Challenge: Exactly reproduce the lines from the line that has "target | metal guardrail post" down to the last line of the entries, inclusive.
— Start of Provided entries —
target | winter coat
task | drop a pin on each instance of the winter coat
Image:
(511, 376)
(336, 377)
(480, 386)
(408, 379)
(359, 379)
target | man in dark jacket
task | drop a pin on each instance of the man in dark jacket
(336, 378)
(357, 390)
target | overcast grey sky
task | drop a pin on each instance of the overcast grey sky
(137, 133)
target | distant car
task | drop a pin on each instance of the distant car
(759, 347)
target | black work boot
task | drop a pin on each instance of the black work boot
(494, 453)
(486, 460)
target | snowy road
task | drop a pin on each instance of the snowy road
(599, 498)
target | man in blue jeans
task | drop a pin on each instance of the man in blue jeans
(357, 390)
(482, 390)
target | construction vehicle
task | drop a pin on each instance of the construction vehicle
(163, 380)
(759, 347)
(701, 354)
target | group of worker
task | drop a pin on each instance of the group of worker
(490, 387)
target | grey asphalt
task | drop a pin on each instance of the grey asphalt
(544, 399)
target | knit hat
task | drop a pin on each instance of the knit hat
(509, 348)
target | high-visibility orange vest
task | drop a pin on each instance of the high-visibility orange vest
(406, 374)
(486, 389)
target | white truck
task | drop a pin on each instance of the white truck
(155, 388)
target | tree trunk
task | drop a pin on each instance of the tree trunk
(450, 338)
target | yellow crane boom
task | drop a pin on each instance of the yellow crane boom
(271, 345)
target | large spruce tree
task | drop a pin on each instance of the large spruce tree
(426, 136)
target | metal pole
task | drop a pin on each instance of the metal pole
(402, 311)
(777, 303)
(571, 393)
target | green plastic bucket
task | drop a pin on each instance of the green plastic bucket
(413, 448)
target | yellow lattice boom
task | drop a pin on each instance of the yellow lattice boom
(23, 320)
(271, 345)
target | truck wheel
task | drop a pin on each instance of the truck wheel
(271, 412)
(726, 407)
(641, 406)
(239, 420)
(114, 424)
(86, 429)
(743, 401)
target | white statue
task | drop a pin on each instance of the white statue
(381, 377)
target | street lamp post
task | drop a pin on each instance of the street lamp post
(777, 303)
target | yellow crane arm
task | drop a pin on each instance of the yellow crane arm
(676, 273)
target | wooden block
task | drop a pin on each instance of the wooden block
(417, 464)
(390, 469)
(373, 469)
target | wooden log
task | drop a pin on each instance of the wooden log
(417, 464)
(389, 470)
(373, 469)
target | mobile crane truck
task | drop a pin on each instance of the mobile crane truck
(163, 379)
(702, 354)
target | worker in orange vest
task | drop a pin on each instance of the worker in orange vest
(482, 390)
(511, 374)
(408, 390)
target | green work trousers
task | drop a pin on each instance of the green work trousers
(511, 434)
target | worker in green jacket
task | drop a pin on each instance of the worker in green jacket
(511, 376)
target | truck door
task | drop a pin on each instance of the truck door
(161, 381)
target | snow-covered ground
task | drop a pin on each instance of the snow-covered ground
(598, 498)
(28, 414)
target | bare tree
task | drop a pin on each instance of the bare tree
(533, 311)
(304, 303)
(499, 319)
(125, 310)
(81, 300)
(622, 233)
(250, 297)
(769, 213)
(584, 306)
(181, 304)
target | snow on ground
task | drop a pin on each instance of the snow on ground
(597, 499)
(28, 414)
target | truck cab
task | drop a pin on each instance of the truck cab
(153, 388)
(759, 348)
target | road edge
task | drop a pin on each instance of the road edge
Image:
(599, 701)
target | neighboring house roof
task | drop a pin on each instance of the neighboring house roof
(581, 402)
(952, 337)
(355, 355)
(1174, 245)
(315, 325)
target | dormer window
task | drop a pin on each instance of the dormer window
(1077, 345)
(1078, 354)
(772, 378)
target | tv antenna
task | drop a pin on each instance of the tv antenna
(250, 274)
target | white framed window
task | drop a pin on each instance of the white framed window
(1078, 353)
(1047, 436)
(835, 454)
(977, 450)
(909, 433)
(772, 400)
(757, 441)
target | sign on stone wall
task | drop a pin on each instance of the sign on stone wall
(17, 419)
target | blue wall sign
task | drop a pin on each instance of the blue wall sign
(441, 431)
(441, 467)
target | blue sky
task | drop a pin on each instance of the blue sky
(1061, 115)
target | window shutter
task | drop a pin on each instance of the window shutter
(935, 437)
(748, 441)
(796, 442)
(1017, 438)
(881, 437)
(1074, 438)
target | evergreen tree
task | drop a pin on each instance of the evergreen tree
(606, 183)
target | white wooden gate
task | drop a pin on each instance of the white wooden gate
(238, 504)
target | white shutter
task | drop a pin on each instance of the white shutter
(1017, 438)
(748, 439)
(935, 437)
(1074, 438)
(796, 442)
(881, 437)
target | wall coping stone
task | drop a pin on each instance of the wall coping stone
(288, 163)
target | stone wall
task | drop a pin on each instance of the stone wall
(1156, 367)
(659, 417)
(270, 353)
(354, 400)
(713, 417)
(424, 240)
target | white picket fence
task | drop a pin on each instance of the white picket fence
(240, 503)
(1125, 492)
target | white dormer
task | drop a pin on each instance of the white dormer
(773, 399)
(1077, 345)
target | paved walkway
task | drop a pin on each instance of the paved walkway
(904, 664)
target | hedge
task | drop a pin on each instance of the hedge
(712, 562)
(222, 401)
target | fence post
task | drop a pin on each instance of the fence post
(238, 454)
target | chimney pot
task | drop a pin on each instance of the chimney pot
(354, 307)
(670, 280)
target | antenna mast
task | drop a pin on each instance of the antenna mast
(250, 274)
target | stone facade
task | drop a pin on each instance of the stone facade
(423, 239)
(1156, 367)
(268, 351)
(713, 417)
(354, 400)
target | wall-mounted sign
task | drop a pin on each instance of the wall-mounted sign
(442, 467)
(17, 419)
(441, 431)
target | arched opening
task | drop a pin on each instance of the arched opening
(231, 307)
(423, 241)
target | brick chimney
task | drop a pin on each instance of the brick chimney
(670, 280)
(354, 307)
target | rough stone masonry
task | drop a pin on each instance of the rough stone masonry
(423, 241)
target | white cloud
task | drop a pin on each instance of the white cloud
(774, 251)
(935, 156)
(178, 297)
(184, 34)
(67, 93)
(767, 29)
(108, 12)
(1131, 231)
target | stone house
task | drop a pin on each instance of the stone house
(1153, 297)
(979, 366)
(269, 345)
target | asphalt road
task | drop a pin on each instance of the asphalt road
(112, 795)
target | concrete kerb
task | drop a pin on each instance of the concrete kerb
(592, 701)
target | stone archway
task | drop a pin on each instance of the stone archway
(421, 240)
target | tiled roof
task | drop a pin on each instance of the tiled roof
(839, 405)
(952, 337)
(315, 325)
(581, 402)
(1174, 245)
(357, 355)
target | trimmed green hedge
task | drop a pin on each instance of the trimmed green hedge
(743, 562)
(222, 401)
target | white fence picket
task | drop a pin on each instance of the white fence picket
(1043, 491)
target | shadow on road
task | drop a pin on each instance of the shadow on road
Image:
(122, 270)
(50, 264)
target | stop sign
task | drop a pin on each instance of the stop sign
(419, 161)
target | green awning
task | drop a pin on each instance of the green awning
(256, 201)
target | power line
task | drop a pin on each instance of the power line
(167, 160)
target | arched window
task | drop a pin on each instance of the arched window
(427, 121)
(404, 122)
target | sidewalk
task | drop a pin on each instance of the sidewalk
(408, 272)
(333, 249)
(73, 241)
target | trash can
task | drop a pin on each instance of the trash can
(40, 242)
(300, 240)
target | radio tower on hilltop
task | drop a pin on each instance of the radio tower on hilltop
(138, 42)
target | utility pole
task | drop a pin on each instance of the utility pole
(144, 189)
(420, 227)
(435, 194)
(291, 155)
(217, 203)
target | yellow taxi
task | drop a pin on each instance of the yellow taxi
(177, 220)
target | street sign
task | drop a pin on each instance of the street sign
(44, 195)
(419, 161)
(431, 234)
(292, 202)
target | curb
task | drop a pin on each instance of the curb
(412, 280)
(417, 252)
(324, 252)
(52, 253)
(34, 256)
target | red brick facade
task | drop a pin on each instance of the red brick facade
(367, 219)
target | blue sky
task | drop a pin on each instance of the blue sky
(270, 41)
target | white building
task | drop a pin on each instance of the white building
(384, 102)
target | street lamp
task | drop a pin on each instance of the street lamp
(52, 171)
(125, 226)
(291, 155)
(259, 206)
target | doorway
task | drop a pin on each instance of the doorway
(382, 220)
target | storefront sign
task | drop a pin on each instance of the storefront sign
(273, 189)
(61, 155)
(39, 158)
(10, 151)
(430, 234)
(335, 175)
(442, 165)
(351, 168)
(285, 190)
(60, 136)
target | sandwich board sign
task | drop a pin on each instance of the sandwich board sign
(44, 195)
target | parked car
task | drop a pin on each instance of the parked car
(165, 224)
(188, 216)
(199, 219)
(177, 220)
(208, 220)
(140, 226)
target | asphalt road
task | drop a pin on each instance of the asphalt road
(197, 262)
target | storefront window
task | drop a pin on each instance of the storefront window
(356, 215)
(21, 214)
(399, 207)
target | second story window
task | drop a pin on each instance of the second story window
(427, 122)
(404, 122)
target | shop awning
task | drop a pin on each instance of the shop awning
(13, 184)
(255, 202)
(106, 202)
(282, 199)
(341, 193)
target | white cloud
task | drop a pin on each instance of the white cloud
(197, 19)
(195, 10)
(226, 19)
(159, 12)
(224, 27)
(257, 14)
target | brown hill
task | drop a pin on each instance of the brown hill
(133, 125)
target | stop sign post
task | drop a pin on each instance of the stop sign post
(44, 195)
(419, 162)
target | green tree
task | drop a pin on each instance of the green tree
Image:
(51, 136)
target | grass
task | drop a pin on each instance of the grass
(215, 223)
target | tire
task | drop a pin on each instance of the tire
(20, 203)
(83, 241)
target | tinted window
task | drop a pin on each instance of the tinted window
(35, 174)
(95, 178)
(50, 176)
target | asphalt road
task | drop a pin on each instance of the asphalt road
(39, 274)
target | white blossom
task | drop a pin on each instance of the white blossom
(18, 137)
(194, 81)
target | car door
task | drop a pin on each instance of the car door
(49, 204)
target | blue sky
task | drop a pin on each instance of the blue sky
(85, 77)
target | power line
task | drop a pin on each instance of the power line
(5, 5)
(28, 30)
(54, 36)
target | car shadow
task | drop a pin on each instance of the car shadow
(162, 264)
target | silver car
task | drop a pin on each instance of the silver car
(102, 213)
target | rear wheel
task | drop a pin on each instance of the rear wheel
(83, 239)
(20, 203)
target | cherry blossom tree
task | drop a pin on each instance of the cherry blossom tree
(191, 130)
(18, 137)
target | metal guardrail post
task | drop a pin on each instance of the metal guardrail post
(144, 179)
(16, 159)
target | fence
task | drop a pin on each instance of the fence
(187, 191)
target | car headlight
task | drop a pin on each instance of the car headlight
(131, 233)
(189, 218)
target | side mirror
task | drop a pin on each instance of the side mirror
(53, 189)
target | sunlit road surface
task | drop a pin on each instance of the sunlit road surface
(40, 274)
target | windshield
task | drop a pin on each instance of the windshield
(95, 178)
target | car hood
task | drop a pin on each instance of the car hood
— End of Provided entries —
Reply:
target | metal guardrail post
task | drop a pin on each instance of the metal guardrail post
(144, 179)
(16, 159)
target | fence
task | drop a pin on each instance of the fence
(187, 191)
target | car headlight
task | drop a pin on each instance of the car headlight
(131, 233)
(189, 218)
target | side mirror
task | drop a pin on each instance of the side mirror
(53, 189)
target | sunlit road surface
task | drop a pin on each instance of the sunlit road surface
(40, 274)
target | windshield
task | drop a pin on each instance of the windshield
(95, 178)
target | car hood
task | drop a pin on each instance of the car hood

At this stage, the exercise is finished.